Again, the benefits of centering are purely numerical not statistical. I
have no problems with not centering if the model is numerically stable and
you achieve the global minimum. This takes the question of how far off
from the center of your data to do the centering to the extreme (i.e.,
centered about zero). Obviously, the answer depends on the numerical
stability of the model that you are fitting to your data. Since one doesn't
always know at the onset how stable the model is going to be, it is good
practice to do centering. Whether one uses some standard value (such as
Nick suggests) or the mean or median doesn't really matter provided they all
achieve the global minimum...pick the one that is most convenient to you.
If achieving of the global miniminum is very sensitive to the choice of
centering then you may need to look at the model more closely
anyway...perhaps it is overparameterized.

▶ Exercise aim
Continue the forum post on centering data for numerical stability, picking up after its final sentence.

▶ Material supplied
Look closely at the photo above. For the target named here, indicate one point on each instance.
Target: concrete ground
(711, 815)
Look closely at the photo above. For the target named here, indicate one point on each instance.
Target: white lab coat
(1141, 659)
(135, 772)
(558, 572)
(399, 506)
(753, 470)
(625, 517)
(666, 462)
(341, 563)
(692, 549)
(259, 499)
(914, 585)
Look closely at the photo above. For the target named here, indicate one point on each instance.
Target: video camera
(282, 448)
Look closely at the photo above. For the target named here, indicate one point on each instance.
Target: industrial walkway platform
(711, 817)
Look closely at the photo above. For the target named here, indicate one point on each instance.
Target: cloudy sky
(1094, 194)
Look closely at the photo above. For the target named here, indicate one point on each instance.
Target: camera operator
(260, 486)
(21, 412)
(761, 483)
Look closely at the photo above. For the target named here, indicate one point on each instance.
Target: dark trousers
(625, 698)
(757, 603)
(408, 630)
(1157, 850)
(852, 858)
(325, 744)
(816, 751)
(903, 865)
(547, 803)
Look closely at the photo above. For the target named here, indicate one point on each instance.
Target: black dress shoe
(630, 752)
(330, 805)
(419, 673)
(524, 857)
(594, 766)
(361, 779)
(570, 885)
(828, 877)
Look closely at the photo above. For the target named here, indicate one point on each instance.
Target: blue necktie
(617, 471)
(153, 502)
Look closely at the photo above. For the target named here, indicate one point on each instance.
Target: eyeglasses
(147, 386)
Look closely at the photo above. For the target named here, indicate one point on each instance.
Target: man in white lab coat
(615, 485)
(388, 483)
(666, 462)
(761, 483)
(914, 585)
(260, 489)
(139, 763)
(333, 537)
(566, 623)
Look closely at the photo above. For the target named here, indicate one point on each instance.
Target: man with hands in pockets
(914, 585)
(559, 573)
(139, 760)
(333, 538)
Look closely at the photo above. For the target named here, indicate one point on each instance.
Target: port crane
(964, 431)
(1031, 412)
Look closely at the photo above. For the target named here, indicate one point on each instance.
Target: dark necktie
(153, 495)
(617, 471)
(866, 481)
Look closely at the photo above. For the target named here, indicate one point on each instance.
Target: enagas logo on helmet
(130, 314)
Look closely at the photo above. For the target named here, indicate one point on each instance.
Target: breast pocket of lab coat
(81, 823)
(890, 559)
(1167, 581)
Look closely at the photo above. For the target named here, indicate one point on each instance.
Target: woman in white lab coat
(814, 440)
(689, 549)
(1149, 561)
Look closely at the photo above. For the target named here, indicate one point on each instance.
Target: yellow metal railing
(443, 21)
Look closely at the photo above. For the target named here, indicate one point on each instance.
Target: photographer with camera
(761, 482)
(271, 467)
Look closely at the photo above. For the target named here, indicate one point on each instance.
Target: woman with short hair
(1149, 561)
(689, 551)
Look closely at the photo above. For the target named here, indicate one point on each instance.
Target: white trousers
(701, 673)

▶ The result
I agree with Nick that it is convenient to choose standards. Nevertheless,
I probably wouldn't use an age of 40 if the range of ages in the study were
between 55 and 75...not that there is anything wrong with that (to quote
Jerry Seinfeld) if a global minimum is achieved. I would probably use
something like 60 or 65 regardless of what the mean or median of the
distribution of ages was in the study. If the model was so sensitive to
whether I used 60 or 65 versus the mean or the median then I would worry
about the appropriateness of the model more so than what value I should use
for centering.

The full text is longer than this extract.